▶ Task to carry out
Please repeat exactly the lines from the one containing "door in this photo, one line per instance." through the last line of the records below, both included, and leave out any pictures.

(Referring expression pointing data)
******

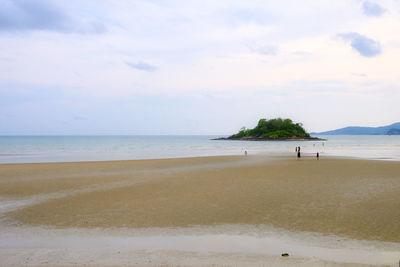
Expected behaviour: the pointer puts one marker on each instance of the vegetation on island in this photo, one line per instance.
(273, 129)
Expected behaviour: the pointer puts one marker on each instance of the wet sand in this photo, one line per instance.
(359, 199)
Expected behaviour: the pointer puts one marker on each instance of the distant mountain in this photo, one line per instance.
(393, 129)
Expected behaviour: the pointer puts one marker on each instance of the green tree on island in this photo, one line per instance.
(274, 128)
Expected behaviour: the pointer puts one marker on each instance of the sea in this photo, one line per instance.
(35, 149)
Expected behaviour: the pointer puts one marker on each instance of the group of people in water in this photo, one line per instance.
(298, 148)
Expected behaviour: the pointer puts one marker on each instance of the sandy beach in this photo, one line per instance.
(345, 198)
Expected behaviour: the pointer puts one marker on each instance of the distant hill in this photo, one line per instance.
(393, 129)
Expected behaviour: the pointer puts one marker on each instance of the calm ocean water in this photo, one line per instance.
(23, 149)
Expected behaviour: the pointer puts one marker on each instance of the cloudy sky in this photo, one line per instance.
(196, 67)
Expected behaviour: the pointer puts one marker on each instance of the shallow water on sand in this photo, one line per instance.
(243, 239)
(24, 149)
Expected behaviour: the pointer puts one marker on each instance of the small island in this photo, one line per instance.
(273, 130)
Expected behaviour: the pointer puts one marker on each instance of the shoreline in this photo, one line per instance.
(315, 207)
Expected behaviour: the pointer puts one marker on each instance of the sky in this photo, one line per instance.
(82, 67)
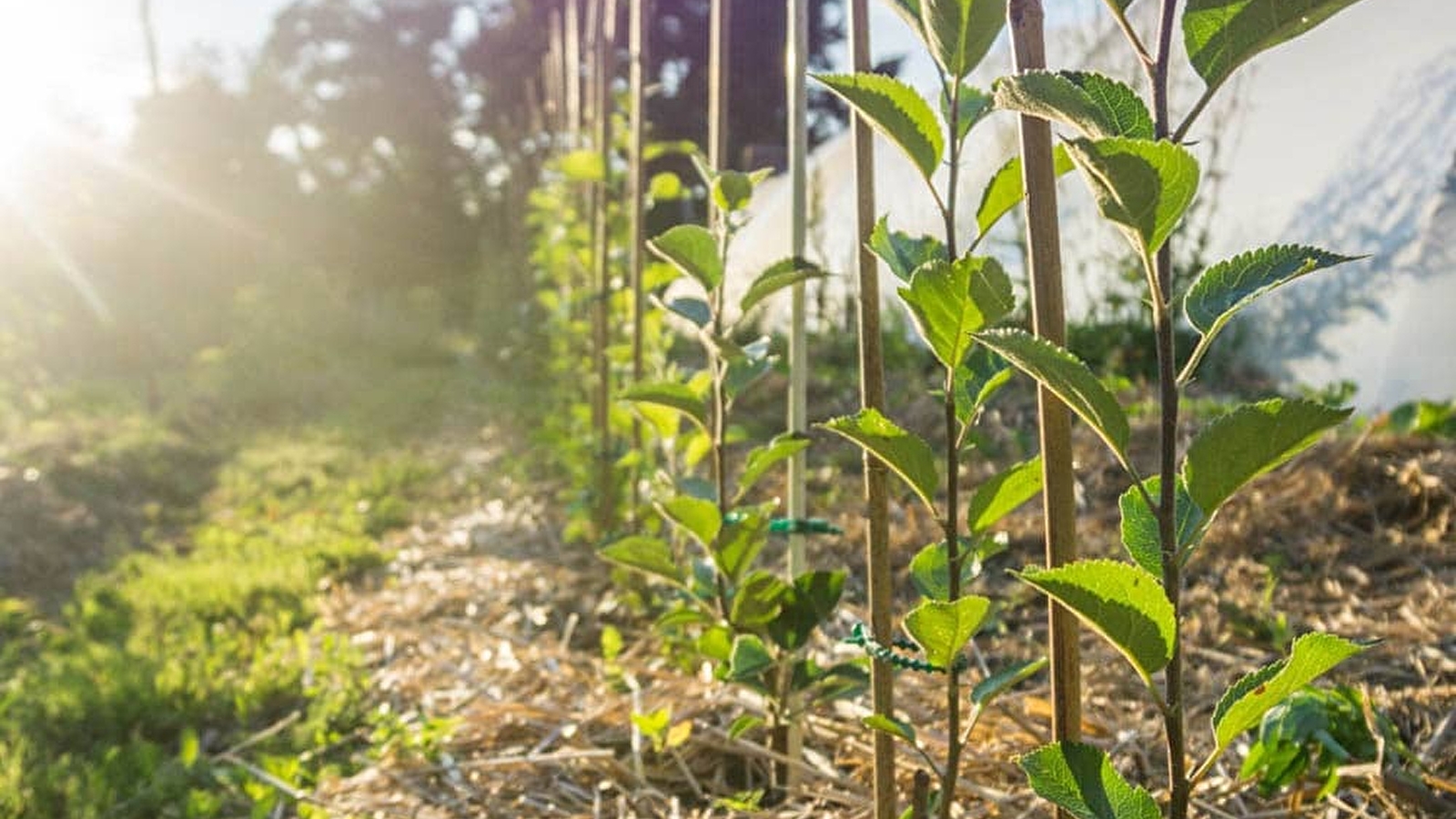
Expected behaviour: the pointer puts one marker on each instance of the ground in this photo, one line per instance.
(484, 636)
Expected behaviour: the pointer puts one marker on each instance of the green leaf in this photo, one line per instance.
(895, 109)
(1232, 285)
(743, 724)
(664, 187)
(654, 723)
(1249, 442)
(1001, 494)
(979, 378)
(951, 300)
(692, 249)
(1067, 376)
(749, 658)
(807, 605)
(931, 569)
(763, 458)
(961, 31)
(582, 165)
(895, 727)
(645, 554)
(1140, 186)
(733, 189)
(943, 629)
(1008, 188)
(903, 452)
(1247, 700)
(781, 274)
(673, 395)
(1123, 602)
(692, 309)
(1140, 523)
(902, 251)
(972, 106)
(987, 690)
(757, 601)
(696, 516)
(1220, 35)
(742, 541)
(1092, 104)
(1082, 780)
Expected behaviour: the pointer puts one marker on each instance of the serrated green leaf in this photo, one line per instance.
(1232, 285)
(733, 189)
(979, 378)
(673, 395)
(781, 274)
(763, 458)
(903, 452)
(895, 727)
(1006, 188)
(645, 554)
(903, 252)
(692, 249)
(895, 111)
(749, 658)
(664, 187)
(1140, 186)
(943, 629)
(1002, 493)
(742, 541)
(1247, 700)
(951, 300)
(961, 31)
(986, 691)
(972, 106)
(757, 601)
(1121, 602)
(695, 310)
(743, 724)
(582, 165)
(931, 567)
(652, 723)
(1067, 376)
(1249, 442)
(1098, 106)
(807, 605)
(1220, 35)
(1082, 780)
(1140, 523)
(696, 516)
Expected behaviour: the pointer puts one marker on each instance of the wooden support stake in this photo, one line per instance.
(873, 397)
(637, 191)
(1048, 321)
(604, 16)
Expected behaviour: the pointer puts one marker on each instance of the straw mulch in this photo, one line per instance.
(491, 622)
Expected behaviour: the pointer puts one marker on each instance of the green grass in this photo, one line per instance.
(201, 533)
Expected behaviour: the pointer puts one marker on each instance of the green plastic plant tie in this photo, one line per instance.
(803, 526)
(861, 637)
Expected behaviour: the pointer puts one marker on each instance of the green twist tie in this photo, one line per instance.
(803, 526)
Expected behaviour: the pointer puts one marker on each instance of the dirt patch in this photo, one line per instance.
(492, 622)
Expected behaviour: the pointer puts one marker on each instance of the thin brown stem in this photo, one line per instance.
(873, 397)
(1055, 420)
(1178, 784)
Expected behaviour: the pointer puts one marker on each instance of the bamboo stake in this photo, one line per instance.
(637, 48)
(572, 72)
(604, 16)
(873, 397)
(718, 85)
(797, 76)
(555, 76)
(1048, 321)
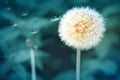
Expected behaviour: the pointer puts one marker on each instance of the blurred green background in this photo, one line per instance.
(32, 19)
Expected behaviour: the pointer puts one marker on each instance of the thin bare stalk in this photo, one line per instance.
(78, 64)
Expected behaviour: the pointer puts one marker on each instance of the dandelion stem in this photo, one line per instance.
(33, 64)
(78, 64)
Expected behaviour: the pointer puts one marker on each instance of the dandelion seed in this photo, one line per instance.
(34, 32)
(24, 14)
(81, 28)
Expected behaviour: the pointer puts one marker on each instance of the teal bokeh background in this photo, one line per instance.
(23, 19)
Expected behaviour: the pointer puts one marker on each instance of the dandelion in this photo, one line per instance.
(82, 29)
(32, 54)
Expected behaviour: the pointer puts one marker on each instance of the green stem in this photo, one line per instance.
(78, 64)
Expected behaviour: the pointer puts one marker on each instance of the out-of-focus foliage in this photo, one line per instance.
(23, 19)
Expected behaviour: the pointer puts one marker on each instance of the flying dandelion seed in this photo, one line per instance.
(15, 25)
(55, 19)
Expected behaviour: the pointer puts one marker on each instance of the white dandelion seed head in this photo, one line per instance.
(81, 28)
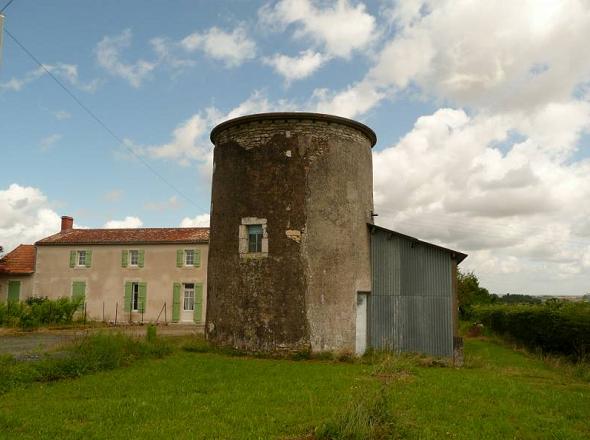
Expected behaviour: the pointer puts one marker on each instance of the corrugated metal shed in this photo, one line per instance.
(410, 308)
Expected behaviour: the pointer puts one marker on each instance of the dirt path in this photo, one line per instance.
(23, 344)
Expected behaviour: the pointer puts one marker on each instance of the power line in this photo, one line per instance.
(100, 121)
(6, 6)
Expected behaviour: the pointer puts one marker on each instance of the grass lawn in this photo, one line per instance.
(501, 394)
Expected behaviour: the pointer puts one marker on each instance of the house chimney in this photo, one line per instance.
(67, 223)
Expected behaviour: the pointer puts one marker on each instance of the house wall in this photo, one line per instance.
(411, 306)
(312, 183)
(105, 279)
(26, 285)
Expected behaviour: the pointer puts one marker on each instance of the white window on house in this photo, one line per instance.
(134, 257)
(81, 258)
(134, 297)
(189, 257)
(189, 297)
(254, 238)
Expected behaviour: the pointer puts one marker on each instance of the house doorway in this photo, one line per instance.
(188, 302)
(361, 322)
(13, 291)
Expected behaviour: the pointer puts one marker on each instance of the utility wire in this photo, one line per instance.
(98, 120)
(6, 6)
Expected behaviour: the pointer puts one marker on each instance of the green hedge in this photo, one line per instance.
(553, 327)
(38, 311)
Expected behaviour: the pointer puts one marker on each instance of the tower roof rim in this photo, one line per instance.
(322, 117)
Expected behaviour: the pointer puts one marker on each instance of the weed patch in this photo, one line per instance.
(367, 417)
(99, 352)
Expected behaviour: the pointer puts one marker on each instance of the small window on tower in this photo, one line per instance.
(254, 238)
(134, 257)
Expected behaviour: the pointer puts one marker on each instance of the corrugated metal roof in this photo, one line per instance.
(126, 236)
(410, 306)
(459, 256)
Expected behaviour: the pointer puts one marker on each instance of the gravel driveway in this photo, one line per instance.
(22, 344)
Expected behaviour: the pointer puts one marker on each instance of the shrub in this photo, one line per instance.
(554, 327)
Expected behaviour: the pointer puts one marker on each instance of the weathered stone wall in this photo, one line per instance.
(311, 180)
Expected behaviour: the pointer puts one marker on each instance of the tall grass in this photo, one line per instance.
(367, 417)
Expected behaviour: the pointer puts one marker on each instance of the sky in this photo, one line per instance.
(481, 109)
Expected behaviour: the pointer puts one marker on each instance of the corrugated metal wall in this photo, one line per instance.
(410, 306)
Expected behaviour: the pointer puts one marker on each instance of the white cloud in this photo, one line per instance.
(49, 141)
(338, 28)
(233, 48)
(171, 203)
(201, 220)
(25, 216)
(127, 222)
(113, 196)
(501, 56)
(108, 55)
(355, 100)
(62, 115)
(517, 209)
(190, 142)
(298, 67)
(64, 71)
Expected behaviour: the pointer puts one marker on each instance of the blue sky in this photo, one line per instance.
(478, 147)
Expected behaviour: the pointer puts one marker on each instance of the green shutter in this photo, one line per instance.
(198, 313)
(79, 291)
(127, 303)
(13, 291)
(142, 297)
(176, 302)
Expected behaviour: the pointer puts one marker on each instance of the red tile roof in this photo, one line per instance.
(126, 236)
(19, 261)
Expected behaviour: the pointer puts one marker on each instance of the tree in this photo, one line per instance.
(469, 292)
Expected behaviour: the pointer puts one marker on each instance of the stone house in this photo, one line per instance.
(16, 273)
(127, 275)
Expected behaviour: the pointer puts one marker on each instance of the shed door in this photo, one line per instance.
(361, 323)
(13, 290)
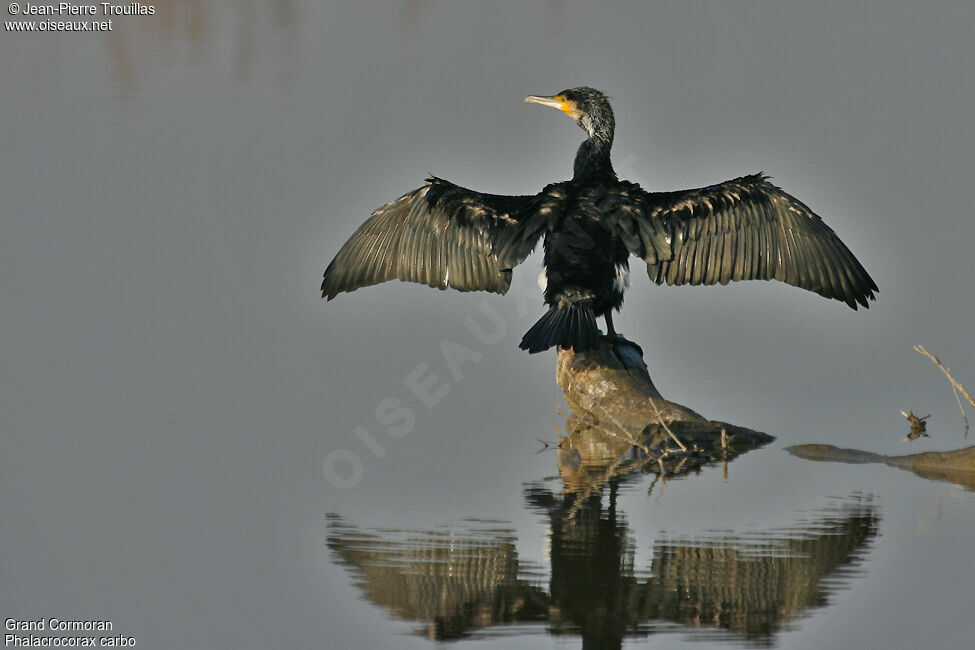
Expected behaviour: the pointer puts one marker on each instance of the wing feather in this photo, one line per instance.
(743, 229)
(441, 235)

******

▶ Task solution
Expected behaviour: the pointer puts one marker on each instance of the shed door in this photo, one line per instance.
(361, 323)
(13, 290)
Expected behaviour: the pointer puts one marker on each instance of the wing feather in this photo, one line per instance.
(743, 229)
(441, 235)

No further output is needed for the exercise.